» **Work item**: Go line by line through the records below. Copy whichever lines contain the string "open".
**** Dataset content ****
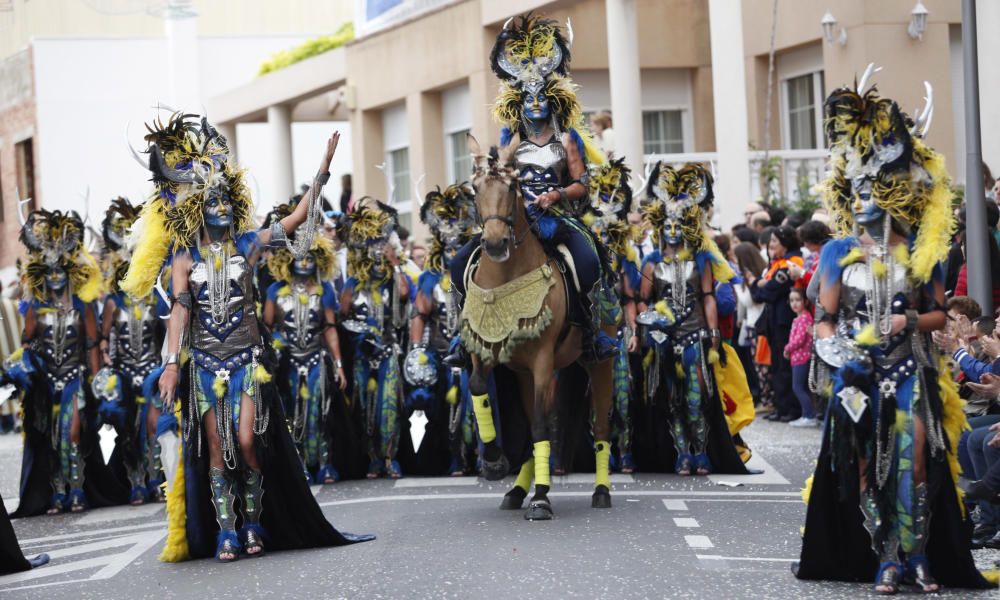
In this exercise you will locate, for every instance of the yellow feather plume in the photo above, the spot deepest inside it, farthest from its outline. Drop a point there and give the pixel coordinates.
(176, 548)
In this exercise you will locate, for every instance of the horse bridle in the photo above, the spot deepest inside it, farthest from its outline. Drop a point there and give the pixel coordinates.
(511, 219)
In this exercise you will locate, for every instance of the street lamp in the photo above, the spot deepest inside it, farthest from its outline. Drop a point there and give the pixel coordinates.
(918, 21)
(829, 24)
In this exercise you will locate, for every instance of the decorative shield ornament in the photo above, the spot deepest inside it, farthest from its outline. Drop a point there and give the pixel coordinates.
(418, 368)
(854, 401)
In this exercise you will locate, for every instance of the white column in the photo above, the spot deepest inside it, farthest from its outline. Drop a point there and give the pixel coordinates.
(181, 30)
(623, 73)
(279, 124)
(987, 18)
(729, 92)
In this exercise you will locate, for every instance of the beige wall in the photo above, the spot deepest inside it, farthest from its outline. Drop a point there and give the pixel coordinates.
(72, 18)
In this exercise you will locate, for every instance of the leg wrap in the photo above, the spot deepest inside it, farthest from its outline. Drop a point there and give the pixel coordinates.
(541, 456)
(527, 474)
(253, 491)
(603, 455)
(484, 419)
(223, 499)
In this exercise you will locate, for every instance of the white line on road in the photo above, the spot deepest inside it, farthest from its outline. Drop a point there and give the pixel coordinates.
(698, 541)
(119, 513)
(675, 504)
(413, 482)
(496, 496)
(749, 558)
(770, 476)
(93, 532)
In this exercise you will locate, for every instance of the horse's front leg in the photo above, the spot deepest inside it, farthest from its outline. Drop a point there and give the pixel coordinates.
(540, 509)
(601, 388)
(495, 465)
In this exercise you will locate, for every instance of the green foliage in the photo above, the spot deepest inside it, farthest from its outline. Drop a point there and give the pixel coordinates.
(308, 49)
(805, 201)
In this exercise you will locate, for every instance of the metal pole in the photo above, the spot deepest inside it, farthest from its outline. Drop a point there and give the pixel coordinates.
(976, 250)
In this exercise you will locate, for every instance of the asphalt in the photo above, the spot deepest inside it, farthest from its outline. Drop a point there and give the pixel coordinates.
(665, 537)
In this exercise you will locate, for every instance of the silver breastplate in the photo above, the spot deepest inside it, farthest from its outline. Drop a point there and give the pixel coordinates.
(677, 283)
(856, 297)
(541, 168)
(61, 340)
(227, 344)
(301, 323)
(133, 340)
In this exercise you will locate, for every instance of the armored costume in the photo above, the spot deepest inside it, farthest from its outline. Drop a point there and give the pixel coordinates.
(440, 390)
(131, 338)
(883, 503)
(61, 467)
(200, 221)
(301, 310)
(375, 302)
(607, 216)
(681, 323)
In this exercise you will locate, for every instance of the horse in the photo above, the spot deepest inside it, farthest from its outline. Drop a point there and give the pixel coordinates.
(516, 314)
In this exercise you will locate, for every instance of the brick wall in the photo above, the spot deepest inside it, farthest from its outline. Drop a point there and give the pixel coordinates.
(17, 122)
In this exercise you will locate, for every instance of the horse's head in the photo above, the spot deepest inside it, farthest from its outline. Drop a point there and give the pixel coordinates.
(495, 180)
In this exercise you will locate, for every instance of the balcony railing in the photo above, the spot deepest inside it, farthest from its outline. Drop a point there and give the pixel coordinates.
(796, 170)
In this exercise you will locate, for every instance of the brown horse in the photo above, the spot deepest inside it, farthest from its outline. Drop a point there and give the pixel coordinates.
(507, 293)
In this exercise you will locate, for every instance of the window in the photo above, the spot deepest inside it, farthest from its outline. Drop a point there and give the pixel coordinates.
(460, 159)
(399, 176)
(24, 157)
(662, 132)
(803, 111)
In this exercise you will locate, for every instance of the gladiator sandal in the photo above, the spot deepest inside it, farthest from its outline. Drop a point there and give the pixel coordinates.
(253, 532)
(154, 471)
(227, 542)
(77, 498)
(917, 566)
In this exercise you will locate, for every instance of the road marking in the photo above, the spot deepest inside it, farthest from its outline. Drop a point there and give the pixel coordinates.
(675, 504)
(496, 496)
(770, 476)
(93, 532)
(414, 482)
(111, 564)
(745, 558)
(119, 513)
(698, 541)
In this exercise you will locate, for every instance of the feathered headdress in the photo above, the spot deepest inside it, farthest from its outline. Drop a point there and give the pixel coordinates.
(531, 56)
(114, 230)
(610, 201)
(450, 214)
(188, 158)
(54, 239)
(873, 140)
(370, 227)
(684, 196)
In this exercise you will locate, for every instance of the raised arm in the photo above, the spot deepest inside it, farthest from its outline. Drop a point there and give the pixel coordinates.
(298, 216)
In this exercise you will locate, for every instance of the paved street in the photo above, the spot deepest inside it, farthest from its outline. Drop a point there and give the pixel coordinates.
(666, 537)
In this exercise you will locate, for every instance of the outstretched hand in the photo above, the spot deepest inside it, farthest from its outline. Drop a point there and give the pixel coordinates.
(331, 149)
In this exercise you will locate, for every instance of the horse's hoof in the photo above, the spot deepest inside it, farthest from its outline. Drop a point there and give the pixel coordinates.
(601, 497)
(538, 510)
(513, 499)
(496, 470)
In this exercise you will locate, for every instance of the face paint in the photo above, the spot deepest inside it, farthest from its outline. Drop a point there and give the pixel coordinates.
(305, 266)
(536, 107)
(218, 208)
(56, 279)
(865, 210)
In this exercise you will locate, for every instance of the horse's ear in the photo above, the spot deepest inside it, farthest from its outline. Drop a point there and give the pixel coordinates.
(473, 145)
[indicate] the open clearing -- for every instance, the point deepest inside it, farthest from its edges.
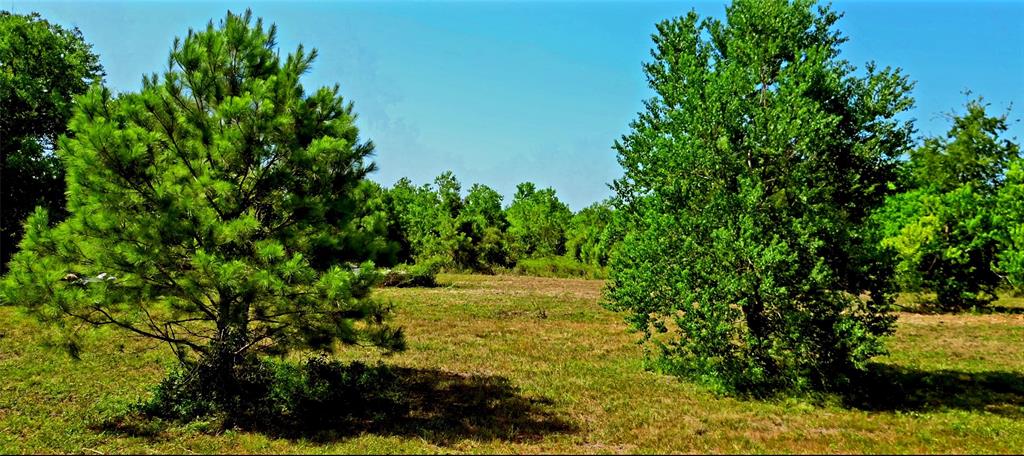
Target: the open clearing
****
» **Solution for this problem**:
[indicate] the open clearing -- for every instance, the point deepest inside it, farthest from its edges.
Target: the open clearing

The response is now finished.